--- Start of DATA LINES ---

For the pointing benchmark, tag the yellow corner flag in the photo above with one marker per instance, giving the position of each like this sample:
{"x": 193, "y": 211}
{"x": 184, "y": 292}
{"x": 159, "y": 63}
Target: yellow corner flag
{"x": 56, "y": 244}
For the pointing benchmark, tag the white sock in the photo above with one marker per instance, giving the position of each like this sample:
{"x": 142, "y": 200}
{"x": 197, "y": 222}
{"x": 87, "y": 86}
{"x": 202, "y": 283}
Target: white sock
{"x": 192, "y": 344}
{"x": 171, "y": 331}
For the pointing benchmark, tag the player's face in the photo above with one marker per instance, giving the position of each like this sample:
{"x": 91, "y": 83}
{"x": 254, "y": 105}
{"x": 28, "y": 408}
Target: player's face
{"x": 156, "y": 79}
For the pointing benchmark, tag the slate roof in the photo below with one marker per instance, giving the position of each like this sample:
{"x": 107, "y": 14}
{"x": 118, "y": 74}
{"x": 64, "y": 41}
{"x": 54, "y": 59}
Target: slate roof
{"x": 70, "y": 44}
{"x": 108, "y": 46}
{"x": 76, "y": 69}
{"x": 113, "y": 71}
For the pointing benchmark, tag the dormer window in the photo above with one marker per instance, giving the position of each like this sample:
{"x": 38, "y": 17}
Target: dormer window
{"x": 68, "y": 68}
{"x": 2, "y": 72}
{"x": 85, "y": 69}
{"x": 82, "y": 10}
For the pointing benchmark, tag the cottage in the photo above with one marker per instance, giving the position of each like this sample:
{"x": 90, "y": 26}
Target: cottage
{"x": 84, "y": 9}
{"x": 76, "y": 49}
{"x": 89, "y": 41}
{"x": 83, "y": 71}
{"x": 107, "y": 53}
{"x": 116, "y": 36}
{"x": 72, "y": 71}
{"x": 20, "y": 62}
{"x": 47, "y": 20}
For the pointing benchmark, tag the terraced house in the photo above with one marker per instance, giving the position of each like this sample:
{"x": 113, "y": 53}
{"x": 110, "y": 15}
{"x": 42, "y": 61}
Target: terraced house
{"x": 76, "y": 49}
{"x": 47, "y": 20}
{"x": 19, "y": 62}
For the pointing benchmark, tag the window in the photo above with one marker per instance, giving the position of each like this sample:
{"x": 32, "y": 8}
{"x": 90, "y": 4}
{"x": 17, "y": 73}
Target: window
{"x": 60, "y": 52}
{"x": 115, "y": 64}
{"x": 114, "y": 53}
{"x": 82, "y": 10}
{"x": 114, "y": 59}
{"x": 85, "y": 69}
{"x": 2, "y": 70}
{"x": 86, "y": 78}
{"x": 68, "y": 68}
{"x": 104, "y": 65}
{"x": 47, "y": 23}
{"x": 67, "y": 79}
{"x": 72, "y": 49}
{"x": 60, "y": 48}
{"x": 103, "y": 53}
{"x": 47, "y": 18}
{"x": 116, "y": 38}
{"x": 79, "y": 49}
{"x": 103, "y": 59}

--- End of DATA LINES ---

STATED EXERCISE:
Write out every record verbatim.

EXERCISE RESPONSE:
For the pointing benchmark, tag the yellow corner flag in the photo above with one marker per instance, giving the position of each like this sample:
{"x": 193, "y": 211}
{"x": 184, "y": 292}
{"x": 159, "y": 63}
Target: yellow corner flag
{"x": 56, "y": 244}
For the pointing benchmark, tag the white sock in the photo above with one marker per instance, giving the position of each like this sample:
{"x": 142, "y": 200}
{"x": 197, "y": 222}
{"x": 87, "y": 86}
{"x": 202, "y": 283}
Target: white sock
{"x": 192, "y": 344}
{"x": 171, "y": 331}
For the pointing benchmark, tag the player's face in the photo above with one marker per instance, giving the position of each like this sample:
{"x": 91, "y": 83}
{"x": 254, "y": 105}
{"x": 28, "y": 408}
Target: player's face
{"x": 156, "y": 79}
For the pointing benchmark, tag the slate roof in the photo below with one marker per instance, giving the position of each like this sample:
{"x": 107, "y": 14}
{"x": 118, "y": 74}
{"x": 64, "y": 41}
{"x": 54, "y": 59}
Target: slate roof
{"x": 70, "y": 44}
{"x": 108, "y": 46}
{"x": 76, "y": 69}
{"x": 113, "y": 71}
For the pointing benchmark, tag the dormer window in the photo above with one marker per instance, giving the position of each like this sample:
{"x": 38, "y": 17}
Target: dormer window
{"x": 68, "y": 68}
{"x": 2, "y": 72}
{"x": 85, "y": 69}
{"x": 82, "y": 10}
For the pointing benchmark, tag the cottage in the photo above with one marker per instance, giving the position of each like this sample:
{"x": 90, "y": 26}
Target: cottage
{"x": 84, "y": 9}
{"x": 76, "y": 49}
{"x": 89, "y": 41}
{"x": 83, "y": 71}
{"x": 107, "y": 53}
{"x": 116, "y": 36}
{"x": 72, "y": 71}
{"x": 20, "y": 62}
{"x": 47, "y": 20}
For the pointing benchmark, tag the terraced house in the photo above with one marker per instance, giving the position of each like this sample:
{"x": 113, "y": 53}
{"x": 110, "y": 15}
{"x": 42, "y": 61}
Target: terraced house
{"x": 76, "y": 49}
{"x": 47, "y": 20}
{"x": 19, "y": 62}
For the pointing benchmark, tag the window in the photo above with one marker per instance, giving the position of each like this sample:
{"x": 32, "y": 8}
{"x": 90, "y": 4}
{"x": 17, "y": 73}
Target: window
{"x": 60, "y": 52}
{"x": 115, "y": 64}
{"x": 114, "y": 53}
{"x": 82, "y": 10}
{"x": 114, "y": 59}
{"x": 85, "y": 69}
{"x": 2, "y": 70}
{"x": 86, "y": 78}
{"x": 68, "y": 68}
{"x": 104, "y": 65}
{"x": 47, "y": 23}
{"x": 67, "y": 79}
{"x": 72, "y": 49}
{"x": 60, "y": 48}
{"x": 103, "y": 53}
{"x": 47, "y": 18}
{"x": 116, "y": 38}
{"x": 79, "y": 49}
{"x": 103, "y": 59}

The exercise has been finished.